Bundespräsidentin Simonetta Sommaruga über 2020 und das Lob für den Bundesrat, das immer mehr in Kritik umschlug.

Die Bilder muten aus heutiger Sicht leicht bizarr an. Dabei sind es die üblichen Aufnahmen eines Staatsbesuchs, wie er in der Schweiz mindestens ein Mal pro Jahr stattfindet. Auf dem Flughafen Zürich empfängt Bundespräsidentin Simonetta Sommaruga den ghanaischen Präsidenten Nana Addo Dankwa Akufo-Addo mit einem zehn Sekunden langen Händedruck. Es ist der 28. Februar 2020. Wenig später wird der Händedruck aus dem Repertoire der öffentlichen Gesten verschwinden.

Social Distancing war noch nicht allgegenwärtig: Simonetta Sommaruga empfängt am 28. Februar 2020 Nana Addo Dankwa Akufo-Addo in der Schweiz.

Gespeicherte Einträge
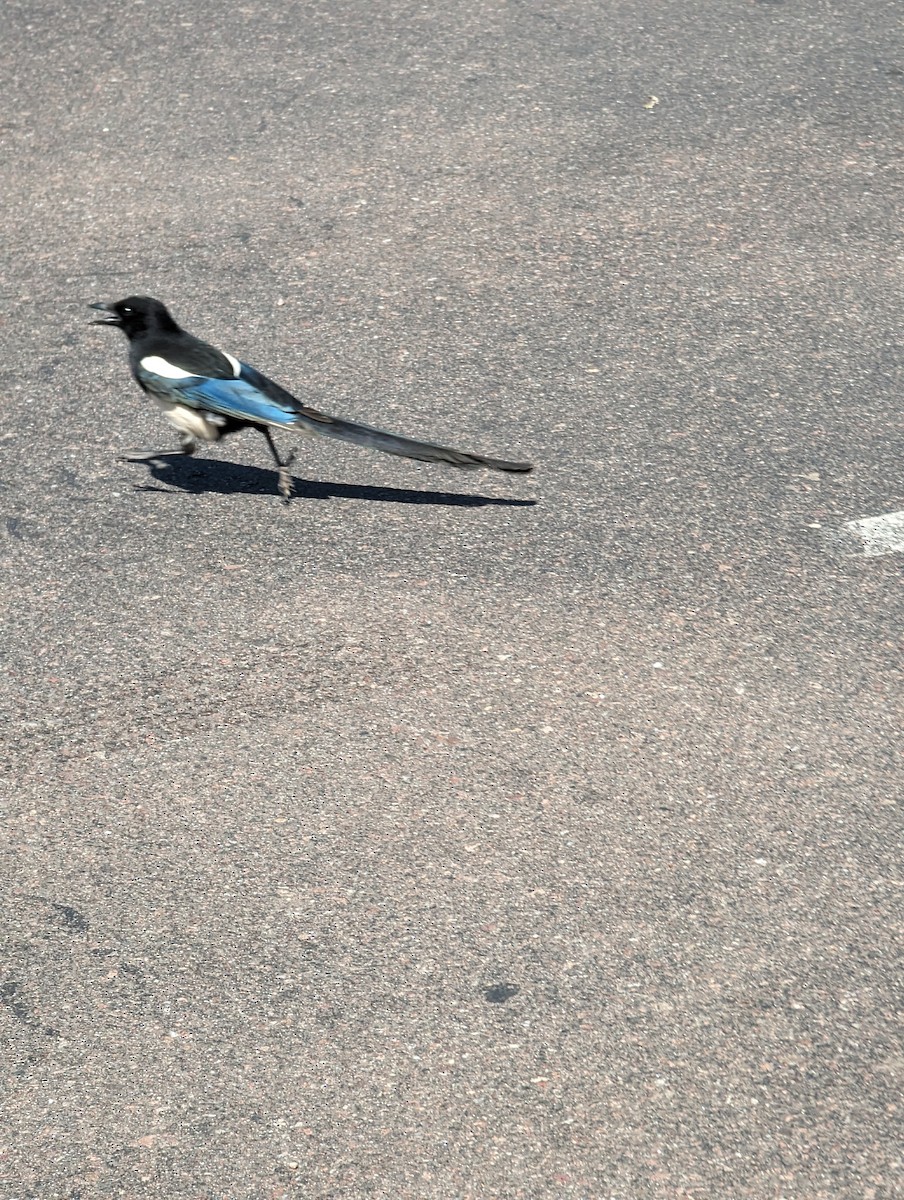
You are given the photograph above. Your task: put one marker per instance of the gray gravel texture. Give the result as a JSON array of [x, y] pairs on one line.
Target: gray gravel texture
[[447, 835]]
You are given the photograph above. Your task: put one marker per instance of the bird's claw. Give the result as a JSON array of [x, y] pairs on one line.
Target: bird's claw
[[286, 478], [148, 455]]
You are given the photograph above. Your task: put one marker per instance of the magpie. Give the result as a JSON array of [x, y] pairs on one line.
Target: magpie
[[207, 394]]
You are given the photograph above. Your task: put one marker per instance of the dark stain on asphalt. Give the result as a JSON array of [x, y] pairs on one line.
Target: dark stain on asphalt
[[501, 993], [71, 917]]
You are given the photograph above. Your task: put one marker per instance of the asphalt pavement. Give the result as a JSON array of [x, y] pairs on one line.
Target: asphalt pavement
[[450, 835]]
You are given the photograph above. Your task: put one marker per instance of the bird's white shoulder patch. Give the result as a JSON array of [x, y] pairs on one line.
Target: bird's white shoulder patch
[[160, 366]]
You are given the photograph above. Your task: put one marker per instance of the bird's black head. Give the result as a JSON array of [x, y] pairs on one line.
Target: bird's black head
[[136, 316]]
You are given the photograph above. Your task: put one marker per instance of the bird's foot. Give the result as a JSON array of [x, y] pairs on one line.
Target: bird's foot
[[148, 455], [286, 478]]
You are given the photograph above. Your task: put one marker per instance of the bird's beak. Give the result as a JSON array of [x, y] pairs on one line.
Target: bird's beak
[[111, 318]]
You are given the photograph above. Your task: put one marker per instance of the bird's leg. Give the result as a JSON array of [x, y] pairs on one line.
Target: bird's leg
[[187, 445], [282, 466]]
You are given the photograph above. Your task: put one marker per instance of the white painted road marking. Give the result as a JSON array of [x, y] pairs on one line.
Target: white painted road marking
[[869, 537]]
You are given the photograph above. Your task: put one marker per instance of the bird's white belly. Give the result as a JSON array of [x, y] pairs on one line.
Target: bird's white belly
[[191, 421]]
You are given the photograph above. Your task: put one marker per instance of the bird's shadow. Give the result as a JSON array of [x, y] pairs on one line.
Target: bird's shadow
[[198, 475]]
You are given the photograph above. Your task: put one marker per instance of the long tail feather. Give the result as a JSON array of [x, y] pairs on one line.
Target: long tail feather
[[390, 443]]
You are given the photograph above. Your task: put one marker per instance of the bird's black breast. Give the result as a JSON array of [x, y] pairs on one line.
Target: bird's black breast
[[185, 352]]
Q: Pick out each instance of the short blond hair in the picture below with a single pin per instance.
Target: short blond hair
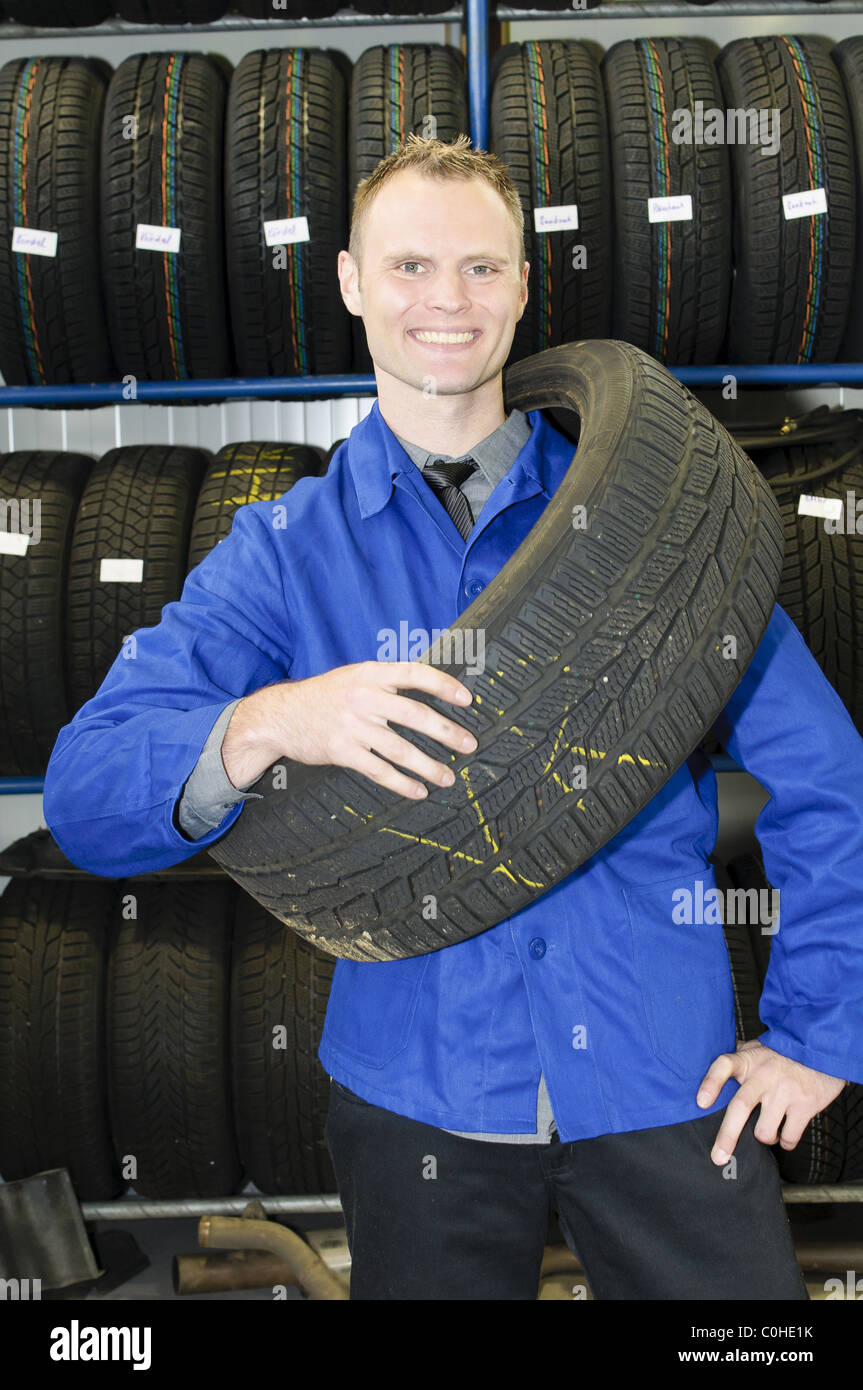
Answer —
(438, 160)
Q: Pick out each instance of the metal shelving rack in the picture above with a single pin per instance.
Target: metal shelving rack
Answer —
(475, 18)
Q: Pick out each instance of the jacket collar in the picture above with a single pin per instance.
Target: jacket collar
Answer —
(375, 458)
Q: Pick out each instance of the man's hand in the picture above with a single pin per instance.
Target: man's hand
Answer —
(784, 1089)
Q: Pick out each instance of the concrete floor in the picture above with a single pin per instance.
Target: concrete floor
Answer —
(161, 1239)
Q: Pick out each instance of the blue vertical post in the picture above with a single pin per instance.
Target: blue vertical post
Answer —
(477, 17)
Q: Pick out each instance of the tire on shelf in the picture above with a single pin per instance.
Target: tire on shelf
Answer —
(280, 988)
(291, 9)
(610, 633)
(168, 1047)
(170, 11)
(671, 278)
(848, 56)
(822, 585)
(57, 14)
(285, 156)
(396, 89)
(34, 699)
(831, 1146)
(53, 325)
(548, 124)
(53, 1070)
(136, 505)
(167, 310)
(241, 474)
(792, 277)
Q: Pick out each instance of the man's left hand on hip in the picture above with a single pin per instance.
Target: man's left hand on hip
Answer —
(785, 1090)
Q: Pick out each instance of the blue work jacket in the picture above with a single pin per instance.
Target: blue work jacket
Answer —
(598, 982)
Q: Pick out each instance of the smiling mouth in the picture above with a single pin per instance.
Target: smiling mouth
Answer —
(431, 335)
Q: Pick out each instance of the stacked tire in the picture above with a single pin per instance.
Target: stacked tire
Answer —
(159, 1034)
(110, 548)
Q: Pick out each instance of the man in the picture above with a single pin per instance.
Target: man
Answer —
(580, 1055)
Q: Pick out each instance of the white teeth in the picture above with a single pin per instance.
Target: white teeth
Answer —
(444, 338)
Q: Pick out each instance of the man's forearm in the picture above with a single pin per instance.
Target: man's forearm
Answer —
(249, 745)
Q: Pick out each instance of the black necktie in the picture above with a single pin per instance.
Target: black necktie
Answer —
(445, 478)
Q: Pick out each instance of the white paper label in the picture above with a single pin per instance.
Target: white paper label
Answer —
(677, 209)
(563, 218)
(121, 571)
(157, 238)
(286, 230)
(809, 506)
(34, 242)
(808, 203)
(14, 542)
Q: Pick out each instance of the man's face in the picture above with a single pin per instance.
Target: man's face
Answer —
(439, 257)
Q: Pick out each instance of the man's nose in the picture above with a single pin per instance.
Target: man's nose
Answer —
(448, 291)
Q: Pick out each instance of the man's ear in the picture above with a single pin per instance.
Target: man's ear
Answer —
(349, 281)
(524, 291)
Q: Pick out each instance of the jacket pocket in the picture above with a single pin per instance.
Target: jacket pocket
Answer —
(684, 970)
(371, 1008)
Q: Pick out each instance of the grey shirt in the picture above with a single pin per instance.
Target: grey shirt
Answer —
(209, 794)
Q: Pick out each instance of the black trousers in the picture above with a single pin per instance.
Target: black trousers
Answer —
(648, 1214)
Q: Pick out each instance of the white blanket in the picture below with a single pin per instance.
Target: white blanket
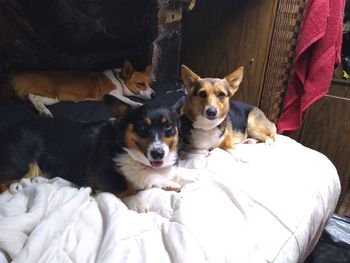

*ANWEISUNGEN*
1 – Prüfe anhand des Seitentexts, ob die Aussagen (a) Sommaruga empfängt den ghanaischen Präsidenten auf dem Flughafen Zürich, (b) der Händedruck dauert zwanzig Sekunden und (c) ein Staatsbesuch findet in der Schweiz mindestens ein Mal pro Jahr statt zutreffen. Antworte jeweils mit Ja oder Nein und zitiere die entscheidenden Worte wörtlich.
2 – Gib aus dem Seitentext den Abschnitt wortgetreu wieder, der bei „Bundespräsidentin Simonetta Sommaruga über“ beginnt und bei „öffentlichen Gesten verschwinden.“ endet.
Die Einträge sind eigenständiges Material und gehören nicht zum Seitentext.

*ERGEBNISSE JE AUFGABE*
1 –
(a) Ja: „Auf dem Flughafen Zürich empfängt Bundespräsidentin Simonetta Sommaruga den ghanaischen Präsidenten Nana Addo Dankwa Akufo-Addo“
(b) Nein: „mit einem zehn Sekunden langen Händedruck“
(c) Ja: „wie er in der Schweiz mindestens ein Mal pro Jahr stattfindet“

2 –
Bundespräsidentin Simonetta Sommaruga über 2020 und das Lob für den Bundesrat, das immer mehr in Kritik umschlug.

Die Bilder muten aus heutiger Sicht leicht bizarr an. Dabei sind es die üblichen Aufnahmen eines Staatsbesuchs, wie er in der Schweiz mindestens ein Mal pro Jahr stattfindet. Auf dem Flughafen Zürich empfängt Bundespräsidentin Simonetta Sommaruga den ghanaischen Präsidenten Nana Addo Dankwa Akufo-Addo mit einem zehn Sekunden langen Händedruck. Es ist der 28. Februar 2020. Wenig später wird der Händedruck aus dem Repertoire der öffentlichen Gesten verschwinden.